Exercise description: Print out the entries below with no edits.

Exercise data:
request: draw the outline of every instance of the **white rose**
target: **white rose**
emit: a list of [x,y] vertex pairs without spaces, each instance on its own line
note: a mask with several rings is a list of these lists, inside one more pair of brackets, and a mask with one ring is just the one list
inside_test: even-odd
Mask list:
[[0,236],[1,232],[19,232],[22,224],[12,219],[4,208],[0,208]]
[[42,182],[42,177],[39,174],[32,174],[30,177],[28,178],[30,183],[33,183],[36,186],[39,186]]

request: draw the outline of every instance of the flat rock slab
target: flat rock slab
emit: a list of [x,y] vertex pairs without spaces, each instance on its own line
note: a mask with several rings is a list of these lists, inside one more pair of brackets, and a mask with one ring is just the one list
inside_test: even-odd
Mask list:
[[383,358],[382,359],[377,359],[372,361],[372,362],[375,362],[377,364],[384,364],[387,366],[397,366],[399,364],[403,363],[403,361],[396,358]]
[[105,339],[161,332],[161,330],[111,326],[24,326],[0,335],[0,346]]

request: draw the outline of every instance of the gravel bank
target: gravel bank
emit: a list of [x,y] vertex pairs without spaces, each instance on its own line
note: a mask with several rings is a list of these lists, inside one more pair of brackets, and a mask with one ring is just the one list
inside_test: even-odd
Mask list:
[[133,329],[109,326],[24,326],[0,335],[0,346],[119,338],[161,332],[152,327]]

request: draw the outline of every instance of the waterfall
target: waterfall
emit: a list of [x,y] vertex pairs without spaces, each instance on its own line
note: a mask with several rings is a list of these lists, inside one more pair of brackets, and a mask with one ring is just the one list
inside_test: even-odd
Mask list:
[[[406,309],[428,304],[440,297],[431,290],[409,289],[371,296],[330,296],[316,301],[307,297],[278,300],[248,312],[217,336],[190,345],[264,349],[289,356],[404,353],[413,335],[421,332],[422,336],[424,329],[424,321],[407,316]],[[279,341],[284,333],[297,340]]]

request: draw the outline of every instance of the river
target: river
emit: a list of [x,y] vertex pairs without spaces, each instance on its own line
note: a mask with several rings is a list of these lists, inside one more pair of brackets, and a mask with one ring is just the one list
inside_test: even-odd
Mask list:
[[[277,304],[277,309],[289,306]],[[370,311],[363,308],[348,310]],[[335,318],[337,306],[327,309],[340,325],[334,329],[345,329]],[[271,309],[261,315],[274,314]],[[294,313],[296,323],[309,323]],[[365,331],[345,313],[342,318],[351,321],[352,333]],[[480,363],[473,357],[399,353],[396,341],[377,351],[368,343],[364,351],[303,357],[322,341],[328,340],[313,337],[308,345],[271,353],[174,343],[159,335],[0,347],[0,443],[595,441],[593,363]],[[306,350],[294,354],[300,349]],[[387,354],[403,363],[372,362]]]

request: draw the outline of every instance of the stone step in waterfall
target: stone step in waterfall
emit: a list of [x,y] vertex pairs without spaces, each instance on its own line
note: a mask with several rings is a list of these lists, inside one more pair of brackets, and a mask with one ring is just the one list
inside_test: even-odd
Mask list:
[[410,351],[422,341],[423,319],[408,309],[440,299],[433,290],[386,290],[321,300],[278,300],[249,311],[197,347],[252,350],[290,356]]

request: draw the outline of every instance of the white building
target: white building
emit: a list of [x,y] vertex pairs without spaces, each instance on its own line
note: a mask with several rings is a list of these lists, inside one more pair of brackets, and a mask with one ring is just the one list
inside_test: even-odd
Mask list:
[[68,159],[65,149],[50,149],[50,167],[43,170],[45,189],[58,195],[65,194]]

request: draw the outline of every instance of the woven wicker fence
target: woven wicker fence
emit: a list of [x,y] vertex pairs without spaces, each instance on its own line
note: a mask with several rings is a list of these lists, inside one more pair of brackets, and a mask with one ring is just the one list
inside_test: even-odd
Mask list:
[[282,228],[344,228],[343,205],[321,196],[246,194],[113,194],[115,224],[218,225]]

Problem solution:
request: draw the outline of every instance of the **white rose**
target: **white rose**
emit: a list of [x,y] vertex pairs without spaces, each instance on its own line
note: a mask with several rings is a list of these lists, inside one more pair of brackets, and a mask with one ring is just the one list
inside_test: even-odd
Mask list:
[[0,236],[1,232],[19,232],[22,224],[12,219],[4,208],[0,208]]
[[42,182],[42,177],[39,174],[32,174],[30,177],[28,178],[30,183],[33,183],[36,186],[39,186]]

request: draw the outline of every instance of the flat rock slab
target: flat rock slab
emit: a list of [x,y] vertex pairs without spaces, each instance on its own line
note: a mask with several rings is a list of these lists, inside one more pair of brackets, and a mask with one ring is just the one list
inside_test: even-odd
Mask list:
[[383,358],[382,359],[377,359],[372,361],[372,362],[375,362],[377,364],[384,364],[387,366],[397,366],[399,364],[403,363],[403,361],[396,358]]
[[105,339],[161,332],[161,330],[111,326],[24,326],[0,335],[0,346]]

request: draw the outline of every instance of the gravel bank
target: gravel bank
emit: a list of [x,y] vertex pairs without spaces, each instance on its own line
note: a mask with several rings is a list of these lists, inside one more pair of brackets, and a mask with one ring is just the one list
inside_test: even-odd
Mask list:
[[133,329],[109,326],[24,326],[0,335],[0,346],[119,338],[161,332],[152,327]]

request: draw the outline of every instance of the waterfall
target: waterfall
emit: a list of [x,y] vertex pairs without spaces, each instance on its own line
note: a mask with several rings is a list of these lists, inside one more pair of brackets, and a mask with one ring is just the one list
inside_test: even-odd
Mask list:
[[[406,309],[428,304],[440,297],[431,290],[409,289],[371,296],[330,296],[316,301],[307,297],[278,300],[248,312],[217,336],[190,345],[264,349],[289,356],[404,353],[413,335],[421,332],[422,336],[424,329],[424,321],[407,316]],[[279,341],[284,333],[297,340]]]

request: draw the outline of every instance of the river
target: river
emit: a list of [x,y] vertex pairs without spaces, each instance on its own line
note: a mask with several rings is a list of these lists, inside one more pair of brackets, and a mask with one ring is just the one list
inside_test: even-odd
Mask list:
[[[277,304],[277,309],[289,306]],[[370,311],[363,308],[348,310]],[[335,318],[337,306],[327,309],[340,325],[334,329],[345,329]],[[271,309],[261,315],[274,314]],[[294,313],[296,323],[309,323]],[[365,331],[345,313],[342,318],[351,321],[352,333]],[[480,363],[473,357],[399,353],[396,341],[377,351],[368,343],[364,351],[303,357],[322,341],[328,340],[313,337],[308,345],[271,353],[174,343],[159,335],[0,347],[0,443],[595,441],[593,363]],[[306,350],[294,354],[300,349]],[[387,354],[403,363],[372,362]]]

request: draw the outline of every instance of the stone step in waterfall
target: stone step in waterfall
emit: a list of [x,y] vertex pairs without spaces, each instance on its own line
note: a mask with several rings is a list of these lists, inside one more pair of brackets, and a mask with one ring is just the one list
inside_test: even-odd
Mask list:
[[410,351],[422,341],[423,319],[408,309],[440,299],[433,290],[386,290],[321,300],[278,300],[249,311],[197,347],[252,350],[290,356]]

request: draw the outline of every instance of the white building
target: white building
emit: a list of [x,y] vertex pairs without spaces, each instance on its own line
note: a mask with several rings is a list of these lists, inside one more pair of brackets, and a mask with one ring is just the one list
inside_test: even-odd
Mask list:
[[68,159],[65,149],[50,149],[50,167],[43,170],[45,189],[58,195],[65,194]]

request: draw the outline of every instance of the woven wicker fence
target: woven wicker fence
emit: a list of [x,y] vertex pairs without spaces, each instance on its own line
note: a mask with several rings is a list of these lists, inside one more pair of brackets, and a mask with one ring is just the one list
inside_test: even-odd
Mask list:
[[282,228],[344,228],[343,205],[321,196],[246,194],[113,194],[115,224],[218,225]]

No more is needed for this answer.